SPECIFICATION Translating devices This invention concerns translating devices, and relates in particular to apparatus for the automatic translation of one language into another.
With the advent of the microprocessor, coupled with the ability to store large amounts of data in a relatively small space, it has become possible to build small, fast, computer-type machines capable of translating information (such as speech or text) in one human language into another. There are presently commercially available a number of such machines; the larger are capable of full and fairly idiomatic translation of many thousands of words and expressions both on their own and in the form of whole sentences, while the smaller ones, though usually having a rather limited ability, are small enough to be held in the hand.
Though doubtless their specific modes of operation are different, these machines seem to have their general principles in common. Briefly, each machine contains in some form or other a dictionary for the two languages (for two-way translation of, say, French and German the machine needs both a French-into-German and a German-into-French dictionary), and two sets of rules relating to the syntax of the two languages concerned. in operation the machine accepts as input a word or string of words in one language (the source language), uses the syntax rules for that language to decide what sort of word it is/they are, which enables it to use the dictionary properly to ascertain the correct translation into the second language (the target language), and finally uses the syntax rules for the target language to construct a word or string of words output in that language.

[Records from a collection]

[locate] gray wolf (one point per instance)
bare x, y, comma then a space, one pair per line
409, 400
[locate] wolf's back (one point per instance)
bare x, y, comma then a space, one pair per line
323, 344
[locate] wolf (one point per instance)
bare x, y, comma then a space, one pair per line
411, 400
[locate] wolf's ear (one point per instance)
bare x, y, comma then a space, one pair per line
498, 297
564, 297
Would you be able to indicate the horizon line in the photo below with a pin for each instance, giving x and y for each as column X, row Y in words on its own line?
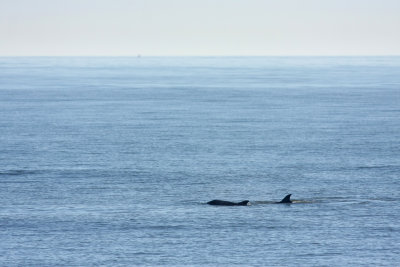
column 143, row 55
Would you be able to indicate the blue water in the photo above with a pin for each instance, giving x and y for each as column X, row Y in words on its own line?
column 110, row 161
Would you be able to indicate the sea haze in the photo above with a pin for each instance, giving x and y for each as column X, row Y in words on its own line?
column 110, row 161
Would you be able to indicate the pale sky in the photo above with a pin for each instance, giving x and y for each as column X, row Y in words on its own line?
column 199, row 27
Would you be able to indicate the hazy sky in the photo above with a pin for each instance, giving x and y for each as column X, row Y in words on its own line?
column 199, row 27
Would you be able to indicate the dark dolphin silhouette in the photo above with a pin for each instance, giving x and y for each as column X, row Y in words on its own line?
column 227, row 203
column 286, row 199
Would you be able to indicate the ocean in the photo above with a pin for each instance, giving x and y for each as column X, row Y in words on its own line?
column 110, row 161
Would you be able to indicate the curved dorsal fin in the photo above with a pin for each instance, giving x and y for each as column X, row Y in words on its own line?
column 286, row 199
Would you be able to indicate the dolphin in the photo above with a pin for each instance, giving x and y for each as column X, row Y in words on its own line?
column 286, row 199
column 228, row 203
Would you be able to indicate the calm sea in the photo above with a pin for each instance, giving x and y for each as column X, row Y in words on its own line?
column 110, row 161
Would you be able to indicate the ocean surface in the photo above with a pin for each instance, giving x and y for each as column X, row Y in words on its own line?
column 110, row 161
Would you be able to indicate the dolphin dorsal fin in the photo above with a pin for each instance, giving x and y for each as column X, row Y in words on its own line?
column 286, row 199
column 244, row 203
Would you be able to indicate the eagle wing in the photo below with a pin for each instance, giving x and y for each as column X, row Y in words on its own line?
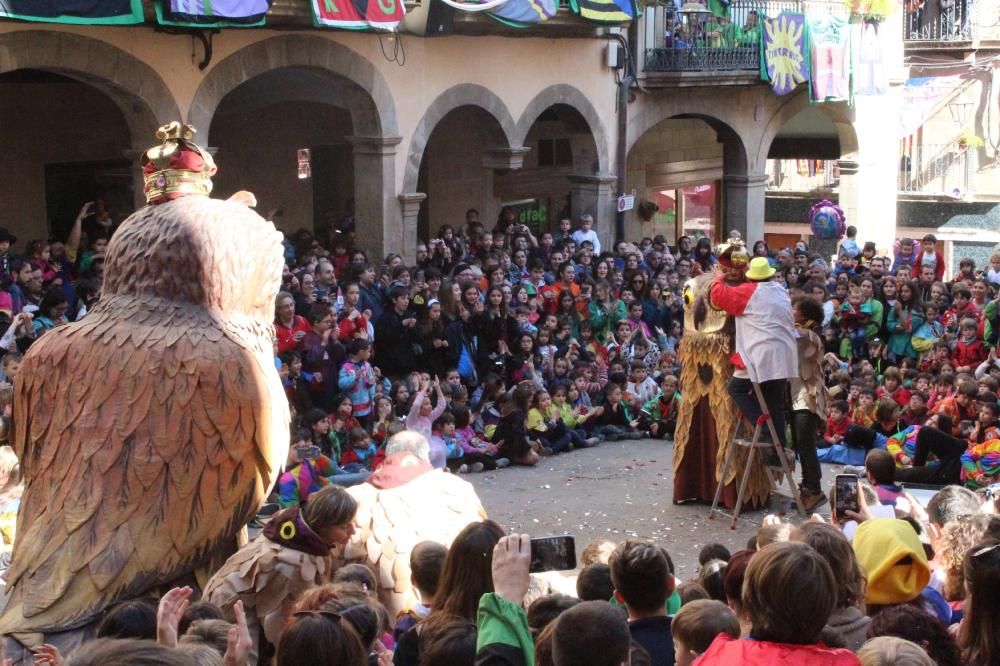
column 149, row 434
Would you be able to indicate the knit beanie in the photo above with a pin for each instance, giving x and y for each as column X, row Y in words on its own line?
column 890, row 554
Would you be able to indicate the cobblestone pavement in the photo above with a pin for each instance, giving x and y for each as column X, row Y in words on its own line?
column 613, row 491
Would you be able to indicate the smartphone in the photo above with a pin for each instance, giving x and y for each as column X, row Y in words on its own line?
column 846, row 489
column 556, row 553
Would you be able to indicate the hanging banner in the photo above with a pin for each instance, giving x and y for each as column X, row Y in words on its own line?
column 869, row 39
column 79, row 12
column 785, row 52
column 358, row 15
column 524, row 13
column 212, row 13
column 830, row 56
column 606, row 11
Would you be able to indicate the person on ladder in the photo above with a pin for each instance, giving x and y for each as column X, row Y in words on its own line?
column 766, row 352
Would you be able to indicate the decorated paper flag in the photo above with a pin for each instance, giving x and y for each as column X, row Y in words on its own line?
column 785, row 52
column 829, row 40
column 522, row 13
column 337, row 14
column 359, row 14
column 212, row 12
column 381, row 14
column 605, row 11
column 92, row 12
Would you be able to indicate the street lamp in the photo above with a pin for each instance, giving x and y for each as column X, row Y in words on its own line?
column 960, row 112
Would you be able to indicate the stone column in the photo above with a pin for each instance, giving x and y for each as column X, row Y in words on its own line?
column 595, row 195
column 743, row 205
column 376, row 216
column 409, row 206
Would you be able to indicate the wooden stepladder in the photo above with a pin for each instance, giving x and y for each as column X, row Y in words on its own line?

▶ Exercise set:
A: According to the text on translating devices, which dictionaries does a machine need for two-way translation of French and German?
B: Pick up the text on translating devices after its last sentence and carry it forward.
This material has no connection to the text on translating devices.

▶ Exercise responses:
A: It needs both a French-into-German and a German-into-French dictionary.

B:
This type of system suffers from at least one serious shortcoming: there have to be two dictionaries for every possible source/target pair of languages. Thus: for two languages (French and German, say) there have to be two dictionaries (French-to-German and German-to French); for three languages (French, German and Spanish, say) there have to be six dictionaries (French-to-German, German-to-French; French-to Spanish, Spanish-to-French; German-to-Spanish, Spanish-to-German); for four languages there have to be twelve dictionaries; and ten languages need ninety dictionaries. Indeed, for any number N of languages there are N !/(N-2) i=N2-N pairs of languages, requiring the same number of dictionaries. As is clearly evident, the cost and complexity of a system adapted to translate any two of even as few as ten languages is extremely high.The present invention seeks to reduce the problem, and the cost, down to manageable proportions by the application of a concept that seems to be quite new in the machine translation area, namely the translation in a first stage of each source language into a common intermediate language, followed by the translation from that intermediate language into the or each target language; using this concept, while two languages now need four dictionaries, and while three still need six, four languages only need eight (instead of twelve), and ten languages only need twenty (instead of ninety). Indeed, for any N languages there are only 2N pairs with the intermediate language (N into it, N out of it), requiring merely the same number-2N-of dictionaries.Clearly, the application of this intermediate language concept will very considerably reduce the cost and complexity of machine translation.
In one aspect, therefore, this invention provides a translation device which includes a source language module, into which there is input the source language to be translated from and in which that source language is translated into an intermediate language which is thereafter output from the source module, in association with a target language module, into which there is input the intermediate language output of the source module and in which the intermediate language is translated into the target language which is thereafter output from the target module.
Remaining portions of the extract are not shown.